(Data extracts begins)

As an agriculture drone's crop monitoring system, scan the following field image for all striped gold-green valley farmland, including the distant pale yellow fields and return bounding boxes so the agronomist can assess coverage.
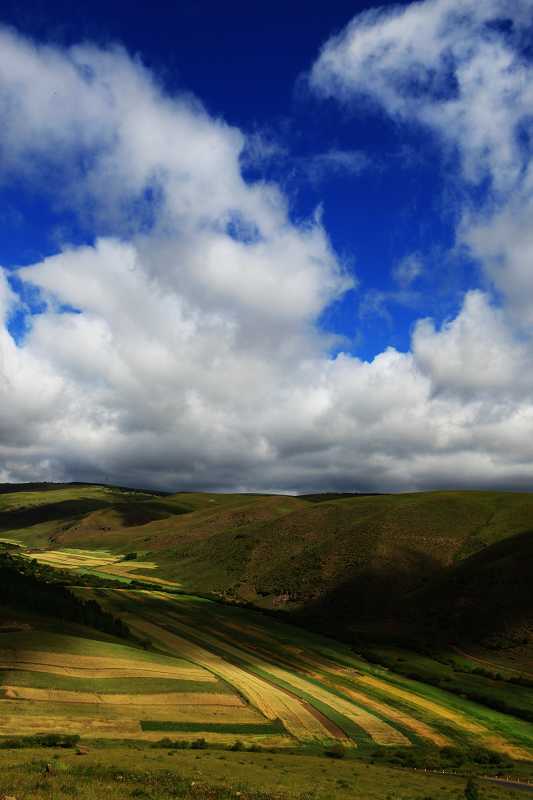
[0,490,533,796]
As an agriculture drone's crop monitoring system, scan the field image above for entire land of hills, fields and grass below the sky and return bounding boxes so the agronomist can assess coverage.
[0,484,533,800]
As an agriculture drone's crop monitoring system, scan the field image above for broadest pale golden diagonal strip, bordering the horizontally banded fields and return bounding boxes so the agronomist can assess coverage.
[112,592,347,742]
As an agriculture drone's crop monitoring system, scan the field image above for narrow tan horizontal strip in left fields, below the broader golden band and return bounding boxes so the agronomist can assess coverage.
[0,686,245,708]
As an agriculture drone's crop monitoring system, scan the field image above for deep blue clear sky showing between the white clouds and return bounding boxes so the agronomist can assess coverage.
[0,1,466,358]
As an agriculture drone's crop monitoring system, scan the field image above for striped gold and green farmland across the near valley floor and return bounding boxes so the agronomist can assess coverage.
[0,564,533,760]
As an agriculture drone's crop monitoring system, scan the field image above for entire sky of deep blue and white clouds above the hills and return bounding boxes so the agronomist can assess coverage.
[0,0,533,491]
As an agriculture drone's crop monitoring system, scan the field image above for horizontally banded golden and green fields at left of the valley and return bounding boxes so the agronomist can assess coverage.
[0,631,283,744]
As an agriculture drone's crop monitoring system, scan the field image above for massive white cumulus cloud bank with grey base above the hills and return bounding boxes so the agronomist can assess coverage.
[0,18,533,491]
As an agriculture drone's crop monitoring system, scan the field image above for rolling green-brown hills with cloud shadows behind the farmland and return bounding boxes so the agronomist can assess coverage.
[0,485,533,648]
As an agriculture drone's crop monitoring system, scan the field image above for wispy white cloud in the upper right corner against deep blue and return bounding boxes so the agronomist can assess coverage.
[310,0,533,325]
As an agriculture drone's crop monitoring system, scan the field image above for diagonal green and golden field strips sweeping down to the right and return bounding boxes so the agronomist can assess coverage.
[97,589,533,759]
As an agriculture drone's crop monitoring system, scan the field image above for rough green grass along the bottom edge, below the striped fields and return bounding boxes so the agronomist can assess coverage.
[0,747,516,800]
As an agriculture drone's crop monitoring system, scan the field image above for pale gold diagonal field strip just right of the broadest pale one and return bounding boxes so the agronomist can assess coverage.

(Data extracts ends)

*Assigned task:* Beginning with the line that holds "above for diagonal" and ending with the last line of the data, copy each line exactly and add nothing.

*Solved problem:*
As an agriculture drone's crop monitoring system, scan the field image above for diagonal green and golden field strips sweeping down to the right and return bounding boxes so the agronomist can assess coverage.
[97,589,533,759]
As an agriculture drone's crop monitoring system, scan the field image above for rough green grass along the bottom edge, below the striped fields and return bounding boxes so the agronomist can assess coverage.
[0,747,516,800]
As an agriculture drone's crop monitoring system, scan the field image above for pale gold diagonal field strip just right of the broadest pale one and return bounding boxes so the agronomist can assess coverage.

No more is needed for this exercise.